» STATED EXERCISE:
Copy out word for word the lines of the items below, starting at the line containing "task: outline the barred owl" and ending at the line containing "420], [194, 449]]", with both of those lines included.

» SUPPLIED DATA:
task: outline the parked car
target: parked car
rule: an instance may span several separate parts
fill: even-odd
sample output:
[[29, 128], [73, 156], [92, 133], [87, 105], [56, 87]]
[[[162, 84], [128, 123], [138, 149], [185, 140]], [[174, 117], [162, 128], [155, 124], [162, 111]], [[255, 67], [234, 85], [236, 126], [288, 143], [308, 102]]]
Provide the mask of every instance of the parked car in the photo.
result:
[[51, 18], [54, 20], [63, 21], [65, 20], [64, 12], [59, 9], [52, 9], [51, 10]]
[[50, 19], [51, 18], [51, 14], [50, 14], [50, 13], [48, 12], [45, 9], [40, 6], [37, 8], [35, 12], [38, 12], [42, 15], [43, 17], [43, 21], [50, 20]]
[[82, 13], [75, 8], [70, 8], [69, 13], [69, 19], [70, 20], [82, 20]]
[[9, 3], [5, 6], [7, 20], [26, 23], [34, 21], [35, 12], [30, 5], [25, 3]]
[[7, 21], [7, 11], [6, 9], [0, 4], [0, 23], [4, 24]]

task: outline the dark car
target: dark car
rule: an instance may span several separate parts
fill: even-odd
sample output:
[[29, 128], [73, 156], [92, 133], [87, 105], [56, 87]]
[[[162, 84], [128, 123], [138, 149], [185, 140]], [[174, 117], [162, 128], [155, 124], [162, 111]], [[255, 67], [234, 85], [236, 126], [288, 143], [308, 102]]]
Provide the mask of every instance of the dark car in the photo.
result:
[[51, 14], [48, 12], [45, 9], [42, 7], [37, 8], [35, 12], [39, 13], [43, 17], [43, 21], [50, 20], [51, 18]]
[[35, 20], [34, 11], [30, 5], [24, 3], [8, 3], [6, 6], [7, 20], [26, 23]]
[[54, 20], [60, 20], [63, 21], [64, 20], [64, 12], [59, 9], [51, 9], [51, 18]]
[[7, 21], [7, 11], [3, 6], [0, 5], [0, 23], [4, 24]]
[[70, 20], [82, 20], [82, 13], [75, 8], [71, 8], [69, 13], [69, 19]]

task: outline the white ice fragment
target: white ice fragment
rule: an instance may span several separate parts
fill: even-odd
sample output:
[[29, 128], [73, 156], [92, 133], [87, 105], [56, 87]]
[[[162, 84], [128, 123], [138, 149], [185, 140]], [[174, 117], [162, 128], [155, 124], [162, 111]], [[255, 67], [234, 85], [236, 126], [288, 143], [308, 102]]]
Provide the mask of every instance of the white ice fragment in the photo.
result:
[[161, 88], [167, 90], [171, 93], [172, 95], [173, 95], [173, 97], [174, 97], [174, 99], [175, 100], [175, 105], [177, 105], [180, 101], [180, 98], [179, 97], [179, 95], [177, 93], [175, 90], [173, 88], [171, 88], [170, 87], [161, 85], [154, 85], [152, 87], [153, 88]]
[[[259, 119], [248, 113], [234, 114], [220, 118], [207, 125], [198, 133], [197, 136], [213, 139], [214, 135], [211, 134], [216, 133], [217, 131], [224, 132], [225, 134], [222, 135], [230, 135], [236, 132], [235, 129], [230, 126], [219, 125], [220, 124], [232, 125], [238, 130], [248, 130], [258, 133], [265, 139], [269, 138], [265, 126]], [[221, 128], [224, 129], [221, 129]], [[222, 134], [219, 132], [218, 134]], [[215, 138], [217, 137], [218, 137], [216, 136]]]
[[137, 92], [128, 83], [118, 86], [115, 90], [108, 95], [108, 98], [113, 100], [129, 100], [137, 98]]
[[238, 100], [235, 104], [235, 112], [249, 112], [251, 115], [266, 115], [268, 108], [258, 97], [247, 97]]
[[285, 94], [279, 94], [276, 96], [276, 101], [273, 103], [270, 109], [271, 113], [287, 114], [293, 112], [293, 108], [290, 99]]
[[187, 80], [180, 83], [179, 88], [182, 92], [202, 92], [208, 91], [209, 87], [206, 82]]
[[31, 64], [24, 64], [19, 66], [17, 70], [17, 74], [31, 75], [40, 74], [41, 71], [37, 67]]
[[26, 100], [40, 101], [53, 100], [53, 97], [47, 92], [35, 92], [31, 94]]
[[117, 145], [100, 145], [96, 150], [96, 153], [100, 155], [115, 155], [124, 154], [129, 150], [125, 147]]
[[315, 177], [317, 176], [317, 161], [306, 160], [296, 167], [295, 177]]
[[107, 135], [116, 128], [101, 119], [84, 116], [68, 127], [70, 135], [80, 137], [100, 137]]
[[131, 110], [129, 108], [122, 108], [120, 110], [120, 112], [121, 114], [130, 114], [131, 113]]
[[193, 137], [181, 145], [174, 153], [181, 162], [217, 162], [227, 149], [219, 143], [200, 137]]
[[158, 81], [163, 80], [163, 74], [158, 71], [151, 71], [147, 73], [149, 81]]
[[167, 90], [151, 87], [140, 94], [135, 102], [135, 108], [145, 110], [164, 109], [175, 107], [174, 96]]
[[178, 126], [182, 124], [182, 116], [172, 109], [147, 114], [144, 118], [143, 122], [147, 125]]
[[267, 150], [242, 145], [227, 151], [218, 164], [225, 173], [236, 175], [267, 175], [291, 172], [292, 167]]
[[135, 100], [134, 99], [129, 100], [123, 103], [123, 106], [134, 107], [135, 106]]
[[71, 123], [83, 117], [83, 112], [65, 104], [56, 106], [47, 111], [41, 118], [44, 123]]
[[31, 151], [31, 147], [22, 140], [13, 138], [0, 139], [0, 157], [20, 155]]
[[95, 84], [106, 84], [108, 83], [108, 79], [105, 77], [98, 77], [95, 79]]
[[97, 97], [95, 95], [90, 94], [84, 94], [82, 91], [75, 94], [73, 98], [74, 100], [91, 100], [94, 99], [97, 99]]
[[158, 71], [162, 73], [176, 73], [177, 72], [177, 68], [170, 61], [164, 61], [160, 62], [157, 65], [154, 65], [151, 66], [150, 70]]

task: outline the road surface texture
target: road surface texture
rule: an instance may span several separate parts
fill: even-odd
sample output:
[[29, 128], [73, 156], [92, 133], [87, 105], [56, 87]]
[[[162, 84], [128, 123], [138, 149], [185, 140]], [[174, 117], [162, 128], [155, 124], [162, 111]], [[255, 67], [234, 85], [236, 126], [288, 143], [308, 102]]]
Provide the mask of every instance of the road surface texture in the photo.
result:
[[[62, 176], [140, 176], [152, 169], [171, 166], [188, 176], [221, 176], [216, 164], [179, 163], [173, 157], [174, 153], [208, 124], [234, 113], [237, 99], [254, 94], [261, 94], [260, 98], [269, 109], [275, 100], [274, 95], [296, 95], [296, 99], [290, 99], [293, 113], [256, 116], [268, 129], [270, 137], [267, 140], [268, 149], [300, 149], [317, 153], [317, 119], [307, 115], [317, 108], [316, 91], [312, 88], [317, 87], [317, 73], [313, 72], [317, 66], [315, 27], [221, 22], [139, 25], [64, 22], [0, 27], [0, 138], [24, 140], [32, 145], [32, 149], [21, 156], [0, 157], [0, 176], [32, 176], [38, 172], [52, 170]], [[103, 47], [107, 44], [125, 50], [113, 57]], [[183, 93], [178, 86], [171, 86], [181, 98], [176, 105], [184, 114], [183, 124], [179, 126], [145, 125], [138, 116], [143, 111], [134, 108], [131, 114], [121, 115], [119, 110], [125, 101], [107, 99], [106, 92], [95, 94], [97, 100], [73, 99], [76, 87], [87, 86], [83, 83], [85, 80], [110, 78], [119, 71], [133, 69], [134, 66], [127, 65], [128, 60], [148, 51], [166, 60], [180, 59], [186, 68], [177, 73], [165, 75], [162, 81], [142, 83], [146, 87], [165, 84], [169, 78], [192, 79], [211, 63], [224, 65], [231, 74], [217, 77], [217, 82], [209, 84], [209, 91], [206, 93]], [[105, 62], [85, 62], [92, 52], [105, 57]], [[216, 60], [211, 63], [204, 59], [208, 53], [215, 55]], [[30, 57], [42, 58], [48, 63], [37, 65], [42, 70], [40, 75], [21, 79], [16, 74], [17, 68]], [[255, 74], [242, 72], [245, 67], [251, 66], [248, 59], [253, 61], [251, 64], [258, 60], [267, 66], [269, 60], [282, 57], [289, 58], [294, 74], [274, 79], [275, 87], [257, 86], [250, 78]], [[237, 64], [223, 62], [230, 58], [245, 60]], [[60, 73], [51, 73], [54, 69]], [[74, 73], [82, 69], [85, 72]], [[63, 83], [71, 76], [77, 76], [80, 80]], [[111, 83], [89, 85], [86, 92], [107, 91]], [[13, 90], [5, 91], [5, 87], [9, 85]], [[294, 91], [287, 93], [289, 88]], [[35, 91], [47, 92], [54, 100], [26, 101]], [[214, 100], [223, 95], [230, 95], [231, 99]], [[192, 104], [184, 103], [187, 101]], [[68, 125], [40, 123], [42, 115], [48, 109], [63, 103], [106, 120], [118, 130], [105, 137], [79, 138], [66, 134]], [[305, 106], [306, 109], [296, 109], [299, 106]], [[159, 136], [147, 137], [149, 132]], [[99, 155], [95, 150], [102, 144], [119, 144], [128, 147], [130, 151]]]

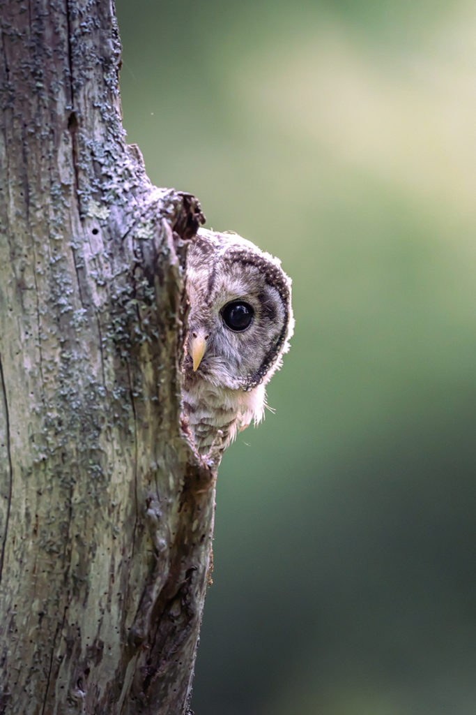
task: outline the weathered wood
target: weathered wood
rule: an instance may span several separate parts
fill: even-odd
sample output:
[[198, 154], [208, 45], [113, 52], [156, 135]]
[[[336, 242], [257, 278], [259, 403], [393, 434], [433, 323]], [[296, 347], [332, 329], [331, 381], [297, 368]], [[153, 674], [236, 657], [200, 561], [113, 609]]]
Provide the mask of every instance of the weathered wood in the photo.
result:
[[112, 4], [0, 7], [0, 712], [179, 715], [214, 506], [180, 424], [203, 215], [124, 142]]

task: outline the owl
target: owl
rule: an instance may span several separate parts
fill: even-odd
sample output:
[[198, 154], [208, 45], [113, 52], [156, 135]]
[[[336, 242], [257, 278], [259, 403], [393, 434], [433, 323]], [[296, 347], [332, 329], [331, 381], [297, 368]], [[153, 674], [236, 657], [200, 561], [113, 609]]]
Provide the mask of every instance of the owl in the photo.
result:
[[200, 457], [217, 463], [238, 431], [263, 419], [265, 385], [293, 334], [291, 282], [250, 241], [200, 229], [186, 287], [182, 423]]

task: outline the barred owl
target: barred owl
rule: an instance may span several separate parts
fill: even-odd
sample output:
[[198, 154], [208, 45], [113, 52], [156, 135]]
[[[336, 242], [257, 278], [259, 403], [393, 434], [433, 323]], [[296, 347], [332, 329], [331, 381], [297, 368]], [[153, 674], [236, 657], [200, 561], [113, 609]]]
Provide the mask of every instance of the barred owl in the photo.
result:
[[216, 463], [238, 430], [263, 417], [265, 385], [293, 333], [291, 282], [250, 241], [200, 229], [186, 286], [182, 420], [194, 449]]

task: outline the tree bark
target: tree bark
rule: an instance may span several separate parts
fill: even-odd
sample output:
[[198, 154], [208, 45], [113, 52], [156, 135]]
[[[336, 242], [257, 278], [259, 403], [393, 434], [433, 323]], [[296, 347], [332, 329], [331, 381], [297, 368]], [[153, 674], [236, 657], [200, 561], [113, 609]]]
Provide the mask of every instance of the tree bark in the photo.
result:
[[6, 0], [0, 713], [186, 711], [215, 474], [180, 422], [193, 197], [127, 147], [104, 0]]

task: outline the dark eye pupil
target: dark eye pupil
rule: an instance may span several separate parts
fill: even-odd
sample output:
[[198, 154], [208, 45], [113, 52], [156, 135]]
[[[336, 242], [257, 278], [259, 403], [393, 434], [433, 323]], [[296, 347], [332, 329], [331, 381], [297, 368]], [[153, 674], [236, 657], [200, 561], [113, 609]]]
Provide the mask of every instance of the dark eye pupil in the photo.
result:
[[251, 323], [255, 311], [249, 303], [233, 300], [222, 308], [221, 315], [225, 325], [231, 330], [239, 332], [245, 330]]

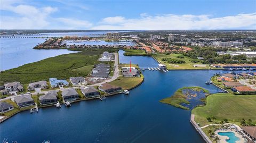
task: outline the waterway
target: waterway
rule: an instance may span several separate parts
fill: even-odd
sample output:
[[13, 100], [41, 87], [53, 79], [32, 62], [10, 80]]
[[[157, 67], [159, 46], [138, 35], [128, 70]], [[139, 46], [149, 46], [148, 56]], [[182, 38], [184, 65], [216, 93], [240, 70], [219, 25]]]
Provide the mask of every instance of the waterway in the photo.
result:
[[0, 71], [17, 68], [47, 57], [75, 53], [67, 49], [34, 49], [46, 39], [0, 39]]
[[[121, 52], [122, 53], [122, 52]], [[126, 57], [120, 63], [156, 67], [150, 57]], [[130, 60], [129, 60], [130, 59]], [[189, 122], [191, 111], [159, 102], [183, 87], [219, 90], [205, 81], [221, 70], [146, 70], [144, 82], [129, 95], [83, 101], [70, 107], [40, 108], [21, 112], [0, 124], [1, 140], [19, 142], [204, 142]]]

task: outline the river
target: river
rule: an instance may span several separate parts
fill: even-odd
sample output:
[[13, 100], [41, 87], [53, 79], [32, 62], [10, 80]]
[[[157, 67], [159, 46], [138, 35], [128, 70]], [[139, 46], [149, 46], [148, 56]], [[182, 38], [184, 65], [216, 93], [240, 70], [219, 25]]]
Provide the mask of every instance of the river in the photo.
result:
[[[150, 57], [119, 55], [120, 63], [131, 60], [145, 67], [158, 64]], [[190, 110], [159, 100], [185, 86], [201, 86], [216, 92], [219, 89], [204, 82], [221, 72], [146, 70], [144, 82], [129, 95], [108, 97], [102, 102], [80, 102], [69, 108], [40, 108], [37, 113], [18, 113], [0, 124], [0, 140], [8, 138], [9, 141], [18, 142], [204, 142], [189, 122]]]

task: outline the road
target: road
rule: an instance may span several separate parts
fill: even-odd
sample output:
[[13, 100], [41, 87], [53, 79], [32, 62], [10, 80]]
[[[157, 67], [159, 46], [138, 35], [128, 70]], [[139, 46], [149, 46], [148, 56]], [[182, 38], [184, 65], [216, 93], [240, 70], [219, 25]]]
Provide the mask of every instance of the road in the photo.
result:
[[[103, 82], [100, 82], [100, 83], [96, 83], [96, 84], [94, 84], [94, 85], [91, 85], [90, 86], [100, 86], [103, 83], [105, 83], [106, 82], [111, 82], [111, 81], [113, 81], [114, 80], [115, 80], [115, 79], [116, 79], [118, 77], [119, 77], [119, 71], [118, 71], [118, 54], [117, 53], [114, 53], [115, 54], [115, 63], [114, 63], [114, 67], [115, 67], [115, 69], [114, 69], [114, 75], [113, 75], [113, 77], [109, 79], [109, 80], [107, 80], [106, 81], [105, 81]], [[80, 86], [80, 87], [85, 87], [85, 86]], [[68, 89], [68, 88], [75, 88], [75, 89], [79, 89], [79, 87], [69, 87], [69, 88], [65, 88], [65, 89]], [[49, 92], [49, 91], [53, 91], [53, 90], [55, 90], [57, 91], [59, 91], [59, 90], [63, 90], [63, 89], [64, 89], [63, 87], [61, 87], [59, 89], [55, 89], [55, 90], [47, 90], [47, 91], [41, 91], [39, 93], [40, 94], [46, 94], [48, 92]], [[31, 93], [32, 95], [37, 95], [38, 92], [33, 92], [33, 93]], [[25, 94], [24, 94], [25, 95]], [[2, 102], [2, 101], [4, 101], [4, 100], [7, 100], [7, 99], [10, 99], [11, 98], [14, 98], [14, 97], [17, 97], [17, 96], [19, 96], [21, 95], [15, 95], [15, 96], [10, 96], [10, 97], [6, 97], [5, 98], [3, 98], [3, 99], [0, 99], [0, 102]]]

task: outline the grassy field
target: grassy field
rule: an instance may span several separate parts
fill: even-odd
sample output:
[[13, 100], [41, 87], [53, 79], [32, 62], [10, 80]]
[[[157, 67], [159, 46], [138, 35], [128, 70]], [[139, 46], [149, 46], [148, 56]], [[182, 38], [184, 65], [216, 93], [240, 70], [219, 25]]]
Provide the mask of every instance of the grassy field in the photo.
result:
[[234, 95], [231, 94], [215, 94], [206, 98], [205, 106], [197, 107], [192, 110], [196, 122], [202, 126], [212, 122], [207, 117], [214, 116], [214, 122], [227, 119], [230, 122], [239, 124], [241, 119], [251, 119], [256, 123], [256, 95]]
[[98, 62], [103, 51], [86, 52], [61, 55], [27, 64], [17, 68], [1, 72], [0, 84], [6, 82], [20, 81], [23, 84], [49, 78], [68, 79], [71, 77], [87, 76], [92, 66]]
[[[165, 64], [167, 66], [167, 68], [169, 70], [200, 70], [200, 69], [209, 69], [210, 67], [209, 65], [207, 65], [205, 68], [204, 67], [193, 67], [193, 64], [202, 64], [201, 63], [194, 63], [190, 62], [190, 59], [186, 57], [184, 58], [179, 58], [178, 56], [181, 54], [171, 54], [170, 55], [165, 55], [164, 54], [153, 54], [152, 56], [157, 60], [159, 62], [162, 64]], [[186, 63], [184, 64], [169, 64], [167, 62], [162, 61], [163, 58], [171, 58], [172, 59], [180, 60], [185, 61]], [[179, 66], [175, 66], [175, 65], [178, 65]]]
[[[130, 64], [119, 64], [118, 66], [120, 69], [122, 67], [130, 66]], [[132, 64], [132, 66], [139, 68], [139, 66], [135, 64]], [[144, 76], [142, 74], [140, 74], [140, 77], [126, 78], [120, 77], [115, 80], [109, 82], [109, 83], [121, 87], [123, 89], [130, 89], [140, 84], [143, 81], [143, 79]]]
[[124, 53], [125, 56], [149, 56], [151, 54], [147, 54], [144, 50], [142, 49], [124, 49], [125, 53]]
[[175, 92], [171, 97], [163, 99], [159, 102], [182, 109], [189, 110], [189, 108], [180, 105], [181, 103], [189, 104], [189, 102], [186, 99], [186, 96], [182, 92], [182, 90], [185, 89], [193, 89], [195, 90], [202, 89], [204, 92], [209, 92], [209, 91], [207, 90], [199, 87], [183, 87], [178, 89], [177, 91], [176, 91], [176, 92]]

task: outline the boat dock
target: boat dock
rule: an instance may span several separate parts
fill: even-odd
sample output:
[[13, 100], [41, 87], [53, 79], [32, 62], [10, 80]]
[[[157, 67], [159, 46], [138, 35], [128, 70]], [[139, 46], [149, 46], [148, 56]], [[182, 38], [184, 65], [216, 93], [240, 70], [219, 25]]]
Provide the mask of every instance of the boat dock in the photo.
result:
[[31, 108], [30, 109], [30, 113], [32, 113], [34, 112], [38, 112], [38, 107], [37, 107], [37, 104], [36, 103], [35, 103], [35, 107]]

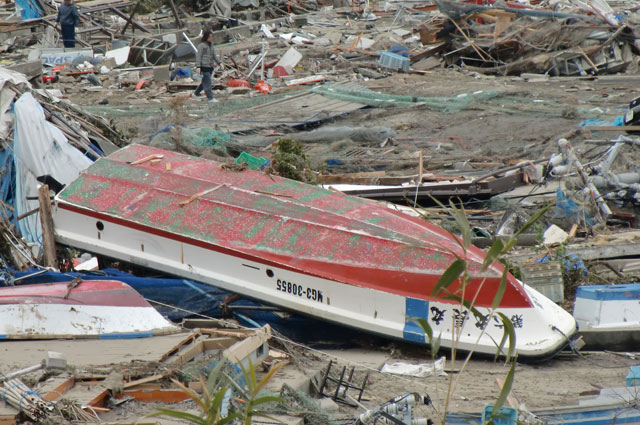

» FULL SOLUTION:
task: outline the barred owl
target: barred owl
rule: an instance may span several separate parts
fill: even-odd
sample output:
[[198, 154], [208, 45], [113, 52], [156, 135]]
[[[336, 242], [257, 278], [259, 403], [393, 434], [433, 323]], [[296, 347], [332, 329], [331, 381], [297, 368]], [[153, 674], [236, 657], [200, 561], [113, 609]]]
Provide the mask of every instance of the barred owl in the photo.
result:
[[216, 463], [238, 430], [263, 417], [265, 385], [293, 333], [291, 282], [250, 241], [200, 229], [186, 286], [182, 420], [194, 449]]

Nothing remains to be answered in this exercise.